* [PROBLEM TO SOLVE]
Reproduce only the part of the items that opens with the line containing "one marker per instance, written like [49,12]" and runs through the end of the items, changing every "horse" to "pony" and leaving everything else as it is.

* [SUPPLIED RECORDS]
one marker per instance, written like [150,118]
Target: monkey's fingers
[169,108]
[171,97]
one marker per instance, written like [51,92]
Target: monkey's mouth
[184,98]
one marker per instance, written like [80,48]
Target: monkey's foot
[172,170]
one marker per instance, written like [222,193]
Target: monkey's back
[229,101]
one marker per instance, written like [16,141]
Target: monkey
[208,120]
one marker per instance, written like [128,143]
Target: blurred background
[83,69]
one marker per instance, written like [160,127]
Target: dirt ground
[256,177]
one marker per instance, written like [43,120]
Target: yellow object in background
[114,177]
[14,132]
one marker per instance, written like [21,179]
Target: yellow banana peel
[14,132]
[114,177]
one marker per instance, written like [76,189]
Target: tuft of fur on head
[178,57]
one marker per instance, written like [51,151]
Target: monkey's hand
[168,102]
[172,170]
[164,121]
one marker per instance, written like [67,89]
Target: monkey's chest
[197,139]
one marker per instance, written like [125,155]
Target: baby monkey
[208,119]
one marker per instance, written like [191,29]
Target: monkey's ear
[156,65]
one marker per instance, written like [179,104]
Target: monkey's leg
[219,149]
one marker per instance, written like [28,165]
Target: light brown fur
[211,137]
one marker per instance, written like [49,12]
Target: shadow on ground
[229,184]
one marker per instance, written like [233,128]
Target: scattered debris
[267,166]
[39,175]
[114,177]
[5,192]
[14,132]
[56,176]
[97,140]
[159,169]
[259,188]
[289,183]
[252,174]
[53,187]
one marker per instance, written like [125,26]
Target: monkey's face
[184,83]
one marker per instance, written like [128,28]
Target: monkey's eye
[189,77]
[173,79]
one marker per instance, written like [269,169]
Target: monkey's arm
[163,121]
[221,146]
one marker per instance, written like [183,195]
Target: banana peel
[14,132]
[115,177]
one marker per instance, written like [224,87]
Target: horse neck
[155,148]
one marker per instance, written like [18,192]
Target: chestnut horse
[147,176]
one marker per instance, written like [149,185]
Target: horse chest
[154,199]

* [COMPLETED TASK]
one marker per instance, written like [49,12]
Target: shadow on ground
[229,184]
one marker per instance, written like [233,128]
Target: scattered debris
[267,166]
[39,175]
[114,177]
[5,192]
[14,132]
[56,176]
[97,140]
[159,169]
[259,188]
[289,183]
[252,174]
[53,187]
one marker per instance, written like [125,26]
Target: monkey's face
[184,83]
one marker per instance, written like [128,28]
Target: monkey's eye
[189,77]
[173,79]
one marker per instance, written like [269,169]
Target: monkey's arm
[163,121]
[221,146]
one marker per instance, written like [183,195]
Target: banana peel
[14,132]
[115,177]
one marker per instance, written like [224,87]
Target: pony neck
[155,148]
one marker per instance, written like [18,192]
Target: chestnut pony
[147,176]
one marker per instance, written like [149,185]
Target: pony chest
[154,199]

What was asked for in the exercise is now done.